Objective A | List every numerical value in the antenna array passage that is written with the unit dB or dBil, keeping each unit as it is shown.

Page excerpt |
In addition, U.S. Pat. Nos. 3,096,520, 3,218,645, and 3,508,278 disclose
antenna systems comprising end-fire arrays.
Antenna systems including multiple active antenna elements with phasing
electronics and/or phased transmitters are disclosed, for example, in U.S.
Pat. Nos. 3,255450, 3307,188, 3,495,263, 3,611,401, 4,090,203, 4,360,813
and 4,849,763.
Antennas comprising a plurality of antenna patches in a planar array are
also known. For example, U.S. Pat. No. 4,797,682 discloses a phased array
antenna structure including a plurality of radiating elements arranged in
concentric rings. In the antenna of U.S. Pat. No. 4,797,682, the radiating
elements of each concentric ring are of the same size, but the radiating
elements of different rings are different sizes. By varying the size of
the radiating elements, the position of the elements will not be periodic
and the spacing between adjacent rings will not be equal. Thus, grating
lobes are minimized so they cannot accumulate in a periodic manner.
Notwithstanding this extensive developmental effort, problems still exist
with multiple element antenna arrays, particularly with the performance of
large apertures steered to end-fire.
For a beam to be formed across the upper surface of an antenna array such
as that shown in U.S. Pat. No. 4,797,682, each radiating element must be
capable of delivering power across the face of the array, ultimately
radiating along the ground plane and into free space at the horizon. In
large antenna arrays consisting of plurality of antenna elements and
having diameters in excess of 10 wavelengths, the elements will receive
much of this power, and act like a very lossy surface. In short, such
large arrays tend to re-absorb a large portion of the power that is
intended to be radiated. This effect is well known, and is often described
in terms of mutual coupling effects, or active array reflection
coefficient.
The plot in FIG. 1 describes one of the results of a 1983 Lincoln Labs
study of phased arrays with wire monopole radiating elements.
Gain-referenced patterns are plotted for a single central element embedded
in many sizes of square arrays on an infinite ground plane. FIG. 1
indicates that the horizon gain of a single element falls drastically as
the size of the array increases. For a 15-wavelength antenna, an element
gain degradation of some 15.0 dB would be expected.
Similar results are obtained when comparing an isolated low-profile
monopole, and the same element embedded in a 15 wavelength 1306-element
circular array of identical monopoles. In this case, such antennas were
mounted on a ground plane approximately 40 wavelengths in diameter. The
maximum measured gain of the isolated element was approximately 5.15 dBil
at 10.degree. above the horizon. When embedded in the center of the
1306-element array, the element had measured gain of -11.1 at 10.degree.
above the horizon, corresponding to 16.25 dB degradation.
Because not all elements are effected as severely as the ones measured in
the center of such an array, it is difficult to make an array gain
estimate. Furthermore, some degree of active matching is possible, which
should marginally improve the gain. Even so, the end-fire gain of this
large circular array will almost certainly not exceed 16.0 dBil, and may
be as low as 13.0 dBil. Such gain is too low for the investment in
apertures, and an intolerable thermal problem will result from more than
12.0 dB of RF power dissipation in the transit mode.

Objective B | In the listing, retype the lines from the one containing "of the small" through the one containing "Target: small barn", unchanged.

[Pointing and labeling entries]
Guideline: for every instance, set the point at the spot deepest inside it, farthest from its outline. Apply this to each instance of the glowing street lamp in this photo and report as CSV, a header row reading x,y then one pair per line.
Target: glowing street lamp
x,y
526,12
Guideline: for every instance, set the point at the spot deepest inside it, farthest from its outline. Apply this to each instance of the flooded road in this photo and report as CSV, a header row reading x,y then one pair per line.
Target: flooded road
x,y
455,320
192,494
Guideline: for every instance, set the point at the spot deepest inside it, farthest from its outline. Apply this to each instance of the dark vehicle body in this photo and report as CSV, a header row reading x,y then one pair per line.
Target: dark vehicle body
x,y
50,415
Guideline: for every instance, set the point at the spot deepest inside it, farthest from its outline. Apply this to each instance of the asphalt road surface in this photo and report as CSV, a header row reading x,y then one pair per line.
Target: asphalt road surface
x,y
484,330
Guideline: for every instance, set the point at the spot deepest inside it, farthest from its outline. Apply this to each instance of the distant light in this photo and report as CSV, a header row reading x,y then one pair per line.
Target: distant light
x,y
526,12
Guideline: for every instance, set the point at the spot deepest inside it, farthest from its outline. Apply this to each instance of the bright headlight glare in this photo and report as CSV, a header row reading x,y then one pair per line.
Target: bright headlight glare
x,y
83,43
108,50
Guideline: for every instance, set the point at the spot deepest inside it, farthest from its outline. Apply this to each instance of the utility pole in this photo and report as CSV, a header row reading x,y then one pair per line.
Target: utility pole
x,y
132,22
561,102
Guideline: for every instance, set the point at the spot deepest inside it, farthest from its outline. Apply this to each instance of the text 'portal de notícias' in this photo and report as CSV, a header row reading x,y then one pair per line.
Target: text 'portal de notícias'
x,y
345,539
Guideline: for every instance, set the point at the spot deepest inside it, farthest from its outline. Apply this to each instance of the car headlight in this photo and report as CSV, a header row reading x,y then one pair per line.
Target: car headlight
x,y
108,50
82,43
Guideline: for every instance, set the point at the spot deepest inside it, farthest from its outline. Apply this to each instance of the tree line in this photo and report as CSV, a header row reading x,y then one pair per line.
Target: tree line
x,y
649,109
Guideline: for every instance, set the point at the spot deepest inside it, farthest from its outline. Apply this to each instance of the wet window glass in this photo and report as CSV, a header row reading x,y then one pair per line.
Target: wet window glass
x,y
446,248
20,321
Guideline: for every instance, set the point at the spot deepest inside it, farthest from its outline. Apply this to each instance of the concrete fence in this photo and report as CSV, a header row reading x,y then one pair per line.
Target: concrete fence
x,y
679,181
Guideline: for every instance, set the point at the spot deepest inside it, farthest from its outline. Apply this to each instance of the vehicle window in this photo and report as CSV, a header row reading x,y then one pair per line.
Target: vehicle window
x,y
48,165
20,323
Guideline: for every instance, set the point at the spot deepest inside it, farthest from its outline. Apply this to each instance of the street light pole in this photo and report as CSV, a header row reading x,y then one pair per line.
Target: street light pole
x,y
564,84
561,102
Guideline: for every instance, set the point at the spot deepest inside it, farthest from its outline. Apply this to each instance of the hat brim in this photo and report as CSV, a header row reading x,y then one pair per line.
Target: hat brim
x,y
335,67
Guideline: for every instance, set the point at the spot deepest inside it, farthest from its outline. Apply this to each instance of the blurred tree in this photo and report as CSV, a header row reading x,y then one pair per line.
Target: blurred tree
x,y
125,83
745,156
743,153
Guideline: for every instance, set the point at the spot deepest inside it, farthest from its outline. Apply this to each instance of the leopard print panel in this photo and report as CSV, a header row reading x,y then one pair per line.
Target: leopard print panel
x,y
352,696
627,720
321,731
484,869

* * *

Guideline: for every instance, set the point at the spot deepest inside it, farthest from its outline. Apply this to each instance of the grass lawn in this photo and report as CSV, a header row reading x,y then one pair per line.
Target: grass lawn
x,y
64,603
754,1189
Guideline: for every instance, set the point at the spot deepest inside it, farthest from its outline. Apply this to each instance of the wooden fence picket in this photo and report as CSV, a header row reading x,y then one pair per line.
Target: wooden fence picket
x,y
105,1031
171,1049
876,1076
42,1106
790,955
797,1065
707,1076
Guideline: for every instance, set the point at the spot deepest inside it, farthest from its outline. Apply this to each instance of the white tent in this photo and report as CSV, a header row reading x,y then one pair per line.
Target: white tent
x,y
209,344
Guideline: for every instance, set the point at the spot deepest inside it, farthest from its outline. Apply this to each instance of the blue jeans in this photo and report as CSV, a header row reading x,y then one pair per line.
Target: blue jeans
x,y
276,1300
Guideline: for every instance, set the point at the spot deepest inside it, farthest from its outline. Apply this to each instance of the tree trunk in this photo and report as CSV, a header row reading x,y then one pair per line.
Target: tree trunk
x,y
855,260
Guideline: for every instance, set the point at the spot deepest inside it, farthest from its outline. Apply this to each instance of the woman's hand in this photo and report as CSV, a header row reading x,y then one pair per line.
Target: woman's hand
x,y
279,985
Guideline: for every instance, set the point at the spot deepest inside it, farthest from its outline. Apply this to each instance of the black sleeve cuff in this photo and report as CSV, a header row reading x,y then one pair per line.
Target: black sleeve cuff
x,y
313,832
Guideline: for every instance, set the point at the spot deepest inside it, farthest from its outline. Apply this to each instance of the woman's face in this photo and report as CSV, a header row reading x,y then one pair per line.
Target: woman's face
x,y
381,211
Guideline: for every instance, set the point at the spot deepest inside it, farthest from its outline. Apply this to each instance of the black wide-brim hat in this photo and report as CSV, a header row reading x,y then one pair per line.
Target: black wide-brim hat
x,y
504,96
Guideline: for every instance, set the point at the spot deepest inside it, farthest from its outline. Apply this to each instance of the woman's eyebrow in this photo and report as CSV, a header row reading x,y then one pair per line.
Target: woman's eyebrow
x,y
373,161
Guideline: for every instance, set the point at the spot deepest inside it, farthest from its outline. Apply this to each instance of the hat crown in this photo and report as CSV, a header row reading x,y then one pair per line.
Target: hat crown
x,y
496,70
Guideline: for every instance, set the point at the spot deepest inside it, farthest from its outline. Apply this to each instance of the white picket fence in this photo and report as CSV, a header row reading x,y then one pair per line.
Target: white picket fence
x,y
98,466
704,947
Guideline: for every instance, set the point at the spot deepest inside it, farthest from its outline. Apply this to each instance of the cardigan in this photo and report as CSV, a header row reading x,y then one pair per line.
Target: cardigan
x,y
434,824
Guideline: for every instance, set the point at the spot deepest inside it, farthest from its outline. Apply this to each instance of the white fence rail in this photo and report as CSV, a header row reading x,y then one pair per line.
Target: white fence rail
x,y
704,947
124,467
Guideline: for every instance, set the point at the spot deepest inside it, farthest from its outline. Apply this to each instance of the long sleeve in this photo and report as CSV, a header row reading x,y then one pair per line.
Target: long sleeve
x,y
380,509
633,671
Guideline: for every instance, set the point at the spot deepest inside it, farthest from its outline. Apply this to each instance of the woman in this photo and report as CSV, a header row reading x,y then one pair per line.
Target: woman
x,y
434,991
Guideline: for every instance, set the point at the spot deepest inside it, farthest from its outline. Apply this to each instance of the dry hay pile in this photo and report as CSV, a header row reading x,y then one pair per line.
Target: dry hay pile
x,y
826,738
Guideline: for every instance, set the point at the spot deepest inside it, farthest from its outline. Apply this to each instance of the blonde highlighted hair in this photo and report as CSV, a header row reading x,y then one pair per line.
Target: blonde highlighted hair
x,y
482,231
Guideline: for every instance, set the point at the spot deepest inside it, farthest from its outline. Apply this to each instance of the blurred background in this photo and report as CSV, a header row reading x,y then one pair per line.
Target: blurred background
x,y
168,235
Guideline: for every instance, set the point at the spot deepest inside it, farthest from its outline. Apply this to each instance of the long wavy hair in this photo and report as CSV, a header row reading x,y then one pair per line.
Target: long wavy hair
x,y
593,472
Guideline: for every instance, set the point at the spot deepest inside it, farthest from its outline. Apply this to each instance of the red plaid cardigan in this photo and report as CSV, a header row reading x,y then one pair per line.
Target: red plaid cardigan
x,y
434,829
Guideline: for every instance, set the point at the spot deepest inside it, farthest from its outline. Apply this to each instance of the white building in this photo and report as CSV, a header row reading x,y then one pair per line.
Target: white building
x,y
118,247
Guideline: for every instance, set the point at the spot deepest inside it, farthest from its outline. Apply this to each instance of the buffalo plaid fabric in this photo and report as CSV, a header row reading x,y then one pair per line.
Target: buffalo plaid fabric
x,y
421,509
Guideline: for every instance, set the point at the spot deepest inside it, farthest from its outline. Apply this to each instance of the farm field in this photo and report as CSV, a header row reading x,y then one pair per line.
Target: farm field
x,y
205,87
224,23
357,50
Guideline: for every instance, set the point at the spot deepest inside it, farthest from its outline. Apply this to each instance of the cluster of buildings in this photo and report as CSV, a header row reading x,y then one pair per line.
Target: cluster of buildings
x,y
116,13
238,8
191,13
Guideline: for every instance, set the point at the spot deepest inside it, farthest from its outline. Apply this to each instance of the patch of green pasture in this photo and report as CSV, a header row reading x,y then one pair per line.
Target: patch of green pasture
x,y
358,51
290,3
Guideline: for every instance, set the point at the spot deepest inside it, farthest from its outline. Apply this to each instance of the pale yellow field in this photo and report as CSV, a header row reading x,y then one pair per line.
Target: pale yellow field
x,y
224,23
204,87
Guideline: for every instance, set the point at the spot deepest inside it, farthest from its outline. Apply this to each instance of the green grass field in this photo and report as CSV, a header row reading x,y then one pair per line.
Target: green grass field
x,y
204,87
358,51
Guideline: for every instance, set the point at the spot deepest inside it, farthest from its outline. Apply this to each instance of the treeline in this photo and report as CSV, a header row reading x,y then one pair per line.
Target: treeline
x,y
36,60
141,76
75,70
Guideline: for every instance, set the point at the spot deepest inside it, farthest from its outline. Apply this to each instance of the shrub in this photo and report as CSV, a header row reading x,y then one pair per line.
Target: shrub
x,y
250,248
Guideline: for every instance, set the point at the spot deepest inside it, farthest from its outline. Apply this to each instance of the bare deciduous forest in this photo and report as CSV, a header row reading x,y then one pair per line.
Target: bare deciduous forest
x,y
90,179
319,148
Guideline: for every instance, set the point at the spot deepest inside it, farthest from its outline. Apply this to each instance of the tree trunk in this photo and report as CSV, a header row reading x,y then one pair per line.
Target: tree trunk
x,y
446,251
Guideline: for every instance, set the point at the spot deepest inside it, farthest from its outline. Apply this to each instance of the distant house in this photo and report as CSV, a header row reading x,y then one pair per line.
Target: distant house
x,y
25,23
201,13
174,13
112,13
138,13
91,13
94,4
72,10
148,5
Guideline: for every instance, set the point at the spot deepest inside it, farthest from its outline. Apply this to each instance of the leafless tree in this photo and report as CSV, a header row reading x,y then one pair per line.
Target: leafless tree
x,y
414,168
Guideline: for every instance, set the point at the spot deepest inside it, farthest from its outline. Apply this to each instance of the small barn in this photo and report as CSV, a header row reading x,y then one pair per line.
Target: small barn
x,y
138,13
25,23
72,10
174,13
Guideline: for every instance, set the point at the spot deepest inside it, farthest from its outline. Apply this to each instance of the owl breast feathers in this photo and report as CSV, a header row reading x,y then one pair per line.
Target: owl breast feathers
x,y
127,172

Correct response A |
15.0 dB
5.15 dBil
16.25 dB
16.0 dBil
13.0 dBil
12.0 dB

Correct response B |
Guideline: for every instance, set the point at the spot deepest inside it, farthest from its outline. Apply this to each instance of the small barn in this photo and report as CSV, a header row reading x,y then one pair per line.
Target: small barn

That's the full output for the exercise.